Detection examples
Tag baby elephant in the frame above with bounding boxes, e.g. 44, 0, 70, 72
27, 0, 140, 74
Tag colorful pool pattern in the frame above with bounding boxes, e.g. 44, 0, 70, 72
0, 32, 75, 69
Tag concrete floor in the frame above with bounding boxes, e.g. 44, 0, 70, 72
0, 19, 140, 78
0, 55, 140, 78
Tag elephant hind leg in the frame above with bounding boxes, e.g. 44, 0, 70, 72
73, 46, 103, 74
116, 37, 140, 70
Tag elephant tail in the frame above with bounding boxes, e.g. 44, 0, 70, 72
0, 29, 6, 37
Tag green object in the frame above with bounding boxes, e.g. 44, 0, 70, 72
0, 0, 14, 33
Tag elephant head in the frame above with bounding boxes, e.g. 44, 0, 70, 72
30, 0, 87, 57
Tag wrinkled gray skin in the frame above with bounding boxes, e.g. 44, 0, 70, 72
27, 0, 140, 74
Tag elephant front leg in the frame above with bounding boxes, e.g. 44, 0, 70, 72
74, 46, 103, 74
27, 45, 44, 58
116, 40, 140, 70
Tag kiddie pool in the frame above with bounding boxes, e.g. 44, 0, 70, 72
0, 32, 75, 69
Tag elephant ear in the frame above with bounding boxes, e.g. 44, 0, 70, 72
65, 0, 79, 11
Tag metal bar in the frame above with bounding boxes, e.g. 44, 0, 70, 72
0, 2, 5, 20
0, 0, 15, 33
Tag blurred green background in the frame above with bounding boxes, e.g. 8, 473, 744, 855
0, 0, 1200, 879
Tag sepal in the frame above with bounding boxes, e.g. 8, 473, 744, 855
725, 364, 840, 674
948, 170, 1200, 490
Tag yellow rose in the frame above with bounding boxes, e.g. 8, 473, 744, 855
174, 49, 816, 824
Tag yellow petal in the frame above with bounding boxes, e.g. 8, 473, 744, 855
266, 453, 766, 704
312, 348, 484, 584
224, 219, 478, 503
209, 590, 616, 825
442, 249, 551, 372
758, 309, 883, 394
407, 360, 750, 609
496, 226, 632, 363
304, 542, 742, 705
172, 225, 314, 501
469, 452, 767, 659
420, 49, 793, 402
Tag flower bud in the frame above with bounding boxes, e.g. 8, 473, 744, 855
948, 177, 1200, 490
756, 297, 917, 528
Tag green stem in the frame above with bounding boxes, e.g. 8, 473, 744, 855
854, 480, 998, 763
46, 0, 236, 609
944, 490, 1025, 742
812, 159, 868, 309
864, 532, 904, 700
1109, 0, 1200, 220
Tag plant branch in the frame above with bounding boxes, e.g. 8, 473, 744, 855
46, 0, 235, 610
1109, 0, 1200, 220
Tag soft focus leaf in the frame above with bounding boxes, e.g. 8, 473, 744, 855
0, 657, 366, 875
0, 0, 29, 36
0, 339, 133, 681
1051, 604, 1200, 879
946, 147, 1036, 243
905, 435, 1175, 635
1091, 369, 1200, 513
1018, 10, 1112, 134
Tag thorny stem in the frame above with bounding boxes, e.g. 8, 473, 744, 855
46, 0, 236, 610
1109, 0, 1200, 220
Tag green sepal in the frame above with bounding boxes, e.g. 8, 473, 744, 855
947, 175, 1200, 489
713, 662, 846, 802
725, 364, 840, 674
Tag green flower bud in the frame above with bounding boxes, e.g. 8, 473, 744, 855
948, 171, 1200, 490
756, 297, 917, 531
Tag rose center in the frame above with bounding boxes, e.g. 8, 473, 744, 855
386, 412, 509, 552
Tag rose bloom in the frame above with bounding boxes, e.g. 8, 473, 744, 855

What you are asked to do
Repeat all the lines above, substituting "shot" for every "frame" and leaving everything else as it is.

Output of the task
Tag baby elephant in the shot above with bounding boxes, e.g. 44, 0, 70, 72
27, 0, 140, 74
Tag colorful pool pattern in the shot above with bounding boxes, e.g. 44, 0, 70, 72
0, 32, 75, 69
Tag concrete floor in the shot above with bounding boxes, e.g. 44, 0, 70, 72
0, 19, 140, 78
0, 55, 140, 78
Tag elephant hind leg in the shot above with bounding boxes, e.g. 44, 0, 70, 72
73, 46, 103, 74
116, 37, 140, 70
Tag elephant tail in the shot above with bounding boxes, e.g. 44, 0, 70, 72
0, 29, 6, 37
Tag green object in the shot above with bounding boxes, e.g. 44, 0, 70, 72
0, 0, 14, 33
Tag elephant head in the shot above with bounding boxes, e.g. 44, 0, 70, 72
30, 0, 87, 57
Tag wrinkled gray skin in the shot above with bounding boxes, e.g. 44, 0, 70, 72
27, 0, 140, 74
Tag elephant front leg in the shot above with bounding boxes, e.g. 44, 0, 70, 72
74, 46, 103, 74
27, 45, 44, 58
116, 40, 140, 70
Tag kiddie pool in the shot above with bounding boxes, e.g. 44, 0, 70, 72
0, 32, 75, 69
Tag elephant ear in the shot above with bounding boxes, e.g. 44, 0, 70, 72
65, 0, 79, 11
Tag metal bar in the shot above with bounding boxes, e.g. 44, 0, 70, 72
0, 2, 5, 20
0, 0, 15, 33
Tag blurred green background in the shot above with bounding boxes, e.g. 8, 473, 744, 855
0, 0, 1200, 879
Tag sepal in the shot above with bounding boxes, e.g. 8, 473, 744, 855
725, 364, 840, 674
948, 170, 1200, 490
Tag yellow rose in the shot above with bounding boxes, e.g. 8, 473, 744, 855
174, 49, 816, 824
Tag yellow petal in the shot above with bounding boxes, e.g. 8, 473, 744, 855
266, 453, 766, 704
312, 348, 484, 584
224, 219, 478, 503
209, 590, 616, 825
442, 249, 551, 372
758, 309, 883, 394
407, 360, 750, 609
496, 226, 632, 363
304, 542, 742, 705
172, 225, 314, 501
469, 452, 767, 659
420, 49, 793, 402
Tag flower bud in the shot above with bounding boxes, e.g. 8, 473, 744, 855
948, 177, 1200, 490
756, 297, 917, 528
Tag green stem in the shot above with bounding boxes, e.g. 8, 473, 744, 855
854, 480, 998, 763
46, 0, 236, 609
944, 490, 1025, 742
812, 159, 868, 309
864, 532, 904, 700
1109, 0, 1200, 220
Tag plant branch in the shot above with bounding boxes, e.g. 8, 473, 744, 855
46, 0, 235, 610
1109, 0, 1200, 220
Tag soft focus leaf in the shot above with bounding boxes, e.g. 8, 473, 744, 855
0, 657, 366, 875
0, 0, 29, 36
0, 339, 133, 681
1051, 604, 1200, 879
946, 147, 1036, 243
905, 435, 1175, 635
1091, 369, 1200, 513
1018, 10, 1112, 134
Tag thorny stem in the shot above with bounding boxes, e.g. 8, 473, 744, 855
46, 0, 236, 610
1109, 0, 1200, 220
Tag green sepal in the shot above with bounding boxes, e.g. 8, 473, 744, 855
947, 175, 1200, 489
713, 662, 846, 802
725, 364, 840, 674
Tag green flower bud in the shot above with bounding boxes, e.g. 8, 473, 744, 855
948, 171, 1200, 490
756, 297, 917, 531
Tag rose center in the shot above with bounding boxes, e.g. 8, 473, 744, 855
386, 412, 509, 552
Tag rose bloom in the shot above with bounding boxes, e.g. 8, 473, 744, 855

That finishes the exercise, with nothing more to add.